[Object point labels]
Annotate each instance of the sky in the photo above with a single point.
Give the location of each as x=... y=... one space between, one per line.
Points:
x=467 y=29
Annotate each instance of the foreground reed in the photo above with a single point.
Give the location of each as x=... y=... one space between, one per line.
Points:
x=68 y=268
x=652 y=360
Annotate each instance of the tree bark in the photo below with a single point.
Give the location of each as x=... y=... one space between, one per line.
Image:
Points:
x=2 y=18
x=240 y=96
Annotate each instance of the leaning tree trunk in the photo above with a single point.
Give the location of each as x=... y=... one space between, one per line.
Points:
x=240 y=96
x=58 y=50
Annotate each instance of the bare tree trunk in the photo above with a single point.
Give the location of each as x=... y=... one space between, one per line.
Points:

#### Your instructions:
Reproduce every line of the listing above verbatim.

#### The completed task:
Annotate each instance of the sky in the photo above with a single point.
Give the location of each as x=... y=... one space between, one per line.
Points:
x=467 y=29
Annotate each instance of the foreground reed in the photo above with a single point.
Give the location of each as x=... y=... one space between, one per line.
Points:
x=68 y=268
x=652 y=360
Annotate each instance of the tree bark in the photo below with a single point.
Give the location of each as x=... y=... one space between, one per line.
Image:
Points:
x=2 y=18
x=240 y=96
Annotate each instance of the leaning tree trunk in the photo above with a single point.
Give the location of each as x=... y=... one space between, one per line.
Points:
x=240 y=96
x=58 y=50
Annotate each instance of the bare tree trunk in the photo above with a single point.
Give the location of each as x=... y=... one space between, one per line.
Points:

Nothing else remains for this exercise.